Что сделать
Перечислите все имена людей, названные в тексте страницы.

Текст страницы
Каникулы он проводил в родительском доме в Салониках., и они стали самым настоящим испытанием для его матери.
В Салониках Кемаль познал свою первую любовь. Ею оказалась дочь военного коменданта Салоник Шевки-паши Эмине. Расстался с нею Кемаль только после поступления в Высшее военное училище (Харбие) в Стамбуле.
— Если бы ты только знала, — глядя в грустные и полные любви глаза девушки, говорил он, — как мне тяжело расставаться с тобой! Но я клянусь тебе, что никогда не забуду тебя, и надеюсь на тебя!
Как вспоминала затем Эмине, Кемаль часто виделся с нею и даже хотел жениться на ней. Да и сам Кемаль не забыл свою первую любовь и много лет спустя, слушая в своей президентской резиденции в Чанкая песню «Моя Эмине», был тронут воспоминаниями юности и с несказанной грустью в голосе заметил, что в сердце каждого мужчины живет своя Эмине.

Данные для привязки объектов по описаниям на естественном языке
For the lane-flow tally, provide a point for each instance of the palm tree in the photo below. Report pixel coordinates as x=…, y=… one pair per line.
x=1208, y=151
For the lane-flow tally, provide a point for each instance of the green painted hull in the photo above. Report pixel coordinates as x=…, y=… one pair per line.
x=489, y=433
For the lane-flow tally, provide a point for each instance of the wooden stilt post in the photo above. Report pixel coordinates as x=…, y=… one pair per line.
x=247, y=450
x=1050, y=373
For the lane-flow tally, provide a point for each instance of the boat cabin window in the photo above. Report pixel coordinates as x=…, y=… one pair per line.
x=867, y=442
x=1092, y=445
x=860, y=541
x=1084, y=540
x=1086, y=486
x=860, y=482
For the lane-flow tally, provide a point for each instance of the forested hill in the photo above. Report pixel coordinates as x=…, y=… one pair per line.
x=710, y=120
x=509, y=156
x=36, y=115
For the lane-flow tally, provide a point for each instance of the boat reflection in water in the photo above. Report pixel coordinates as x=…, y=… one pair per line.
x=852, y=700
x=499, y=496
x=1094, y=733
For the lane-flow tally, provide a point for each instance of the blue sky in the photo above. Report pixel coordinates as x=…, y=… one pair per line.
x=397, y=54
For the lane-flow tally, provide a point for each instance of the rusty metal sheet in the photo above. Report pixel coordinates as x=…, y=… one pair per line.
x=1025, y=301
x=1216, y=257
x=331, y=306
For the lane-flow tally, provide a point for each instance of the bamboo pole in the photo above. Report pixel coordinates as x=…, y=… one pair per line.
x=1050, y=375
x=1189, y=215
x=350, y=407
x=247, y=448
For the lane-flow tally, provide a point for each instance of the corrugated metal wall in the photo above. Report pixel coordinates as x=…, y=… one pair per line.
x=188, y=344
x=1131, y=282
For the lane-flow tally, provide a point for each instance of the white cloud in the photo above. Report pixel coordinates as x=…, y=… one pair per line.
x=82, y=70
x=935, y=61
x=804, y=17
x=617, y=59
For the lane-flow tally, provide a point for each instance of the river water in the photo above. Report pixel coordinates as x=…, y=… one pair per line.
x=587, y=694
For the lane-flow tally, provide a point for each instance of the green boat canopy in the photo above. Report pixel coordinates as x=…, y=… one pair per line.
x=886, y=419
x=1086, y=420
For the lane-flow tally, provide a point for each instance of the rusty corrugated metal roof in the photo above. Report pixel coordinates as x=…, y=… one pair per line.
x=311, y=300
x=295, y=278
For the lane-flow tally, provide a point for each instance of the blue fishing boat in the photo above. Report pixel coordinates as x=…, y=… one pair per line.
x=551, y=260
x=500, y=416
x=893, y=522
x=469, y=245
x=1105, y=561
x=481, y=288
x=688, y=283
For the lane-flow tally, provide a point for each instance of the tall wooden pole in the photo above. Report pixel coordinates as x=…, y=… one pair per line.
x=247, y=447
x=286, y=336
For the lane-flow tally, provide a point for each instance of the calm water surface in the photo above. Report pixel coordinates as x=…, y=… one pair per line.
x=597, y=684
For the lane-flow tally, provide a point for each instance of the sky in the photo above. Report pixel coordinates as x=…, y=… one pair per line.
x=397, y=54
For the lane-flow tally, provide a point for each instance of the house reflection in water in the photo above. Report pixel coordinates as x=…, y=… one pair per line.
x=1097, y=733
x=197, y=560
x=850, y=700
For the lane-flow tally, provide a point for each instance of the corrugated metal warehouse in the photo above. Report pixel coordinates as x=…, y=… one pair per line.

Ответ
Кемаль, Эмине, Шевки-паша